> Vorliegender Text
————————

# Oculus Quest Probleme mit Kabelverbindung bzw. Trackingstottern nach ein paar Minuten



## Struggy (6. Januar 2021)

Hi, ich habe in letzter Zeit mal wieder die Quest ausgepackt und etwas gedaddelt, bisher mittels aktivem USB-Kabel, an welches dann nur ein schnödes USB-C-Kabel angeschlossen war, da hatte ich auch immer wieder aussetzer und musste neu anstöpseln. Um dies zu fixen, habe ich mir das von allen empfohlene Anker-Kabel gekauft. Nun habe ich, egal mit welchen Kabeln oder Buchsen es immer so, dass bei Klick auf Oculus Link entweder das Bild direkt schwarz bleibt oder nur ganz kurz diese "Menüschürze" zu sehen ist. Spiele ich wireless über Virtual Desktop, funktioniert es, aber das finde ich nicht so gut, man sieht, dass es nicht die beste Bildqualität ist und irgendwie ist es auch manchmal leicht laggy. Jemand 'ne Idee? Alles neu gestartet habe ich natürlich.

————————

> Vorliegende Angaben
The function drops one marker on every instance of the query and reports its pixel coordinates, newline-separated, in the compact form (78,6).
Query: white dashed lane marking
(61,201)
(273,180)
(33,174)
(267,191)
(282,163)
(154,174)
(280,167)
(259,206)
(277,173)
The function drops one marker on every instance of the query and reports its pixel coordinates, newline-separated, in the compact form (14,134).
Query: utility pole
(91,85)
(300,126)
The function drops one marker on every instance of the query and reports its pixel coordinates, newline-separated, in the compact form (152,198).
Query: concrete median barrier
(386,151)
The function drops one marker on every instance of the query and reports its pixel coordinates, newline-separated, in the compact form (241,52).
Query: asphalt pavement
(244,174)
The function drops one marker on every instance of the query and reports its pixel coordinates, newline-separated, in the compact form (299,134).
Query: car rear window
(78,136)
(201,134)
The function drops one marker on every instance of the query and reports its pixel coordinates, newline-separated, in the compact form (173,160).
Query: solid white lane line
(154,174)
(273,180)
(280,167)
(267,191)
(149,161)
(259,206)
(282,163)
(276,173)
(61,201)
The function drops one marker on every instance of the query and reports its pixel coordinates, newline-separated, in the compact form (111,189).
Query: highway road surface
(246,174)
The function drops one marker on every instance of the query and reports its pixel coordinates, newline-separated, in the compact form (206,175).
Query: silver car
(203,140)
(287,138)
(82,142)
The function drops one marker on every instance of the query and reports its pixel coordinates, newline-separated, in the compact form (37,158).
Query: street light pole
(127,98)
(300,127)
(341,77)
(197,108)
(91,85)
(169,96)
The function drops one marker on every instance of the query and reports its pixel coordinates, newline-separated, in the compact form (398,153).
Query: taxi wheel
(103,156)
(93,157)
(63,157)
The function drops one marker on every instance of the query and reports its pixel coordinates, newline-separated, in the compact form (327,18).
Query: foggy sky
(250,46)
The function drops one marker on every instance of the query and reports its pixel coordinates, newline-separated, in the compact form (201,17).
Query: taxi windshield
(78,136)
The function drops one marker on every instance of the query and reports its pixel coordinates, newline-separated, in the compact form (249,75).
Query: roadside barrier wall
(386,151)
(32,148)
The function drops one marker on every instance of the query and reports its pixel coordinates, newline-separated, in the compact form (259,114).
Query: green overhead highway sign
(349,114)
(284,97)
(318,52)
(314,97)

————————

> Aufgaben
1. Zähl alle Kabel auf, die im Beitrag zur Oculus Quest genannt werden.
2. Beantworte anhand des Beitrags zur Oculus Quest diese Fragen:
(a) Welches Kabel wurde gekauft, um die Aussetzer zu beheben?
(b) Worüber funktioniert das kabellose Spielen?
(c) Was passiert beim Klick auf Oculus Link?
3. Stimmen diese Aussagen mit dem Beitrag zur Oculus Quest überein? Antworte jeweils mit Ja oder Nein und zitiere die entscheidenden Worte.
(a) Mit dem aktiven USB-Kabel lief alles ohne Unterbrechung.
(b) Es wurde bereits alles neu gestartet.
(c) Die Bildqualität über Virtual Desktop wird als die beste beschrieben.
Die Einträge sind eigenständiges Material und gehören nicht zum Beitrag zur Oculus Quest.

> Antworten
1. aktives USB-Kabel, USB-C-Kabel, Anker-Kabel

2.
(a) Das Anker-Kabel.
(b) Über Virtual Desktop.
(c) Entweder bleibt das Bild direkt schwarz, oder die „Menüschürze“ ist nur ganz kurz zu sehen.

3.
(a) Nein: „da hatte ich auch immer wieder aussetzer und musste neu anstöpseln“
(b) Ja: „Alles neu gestartet habe ich natürlich.“
(c) Nein: „man sieht, dass es nicht die beste Bildqualität ist“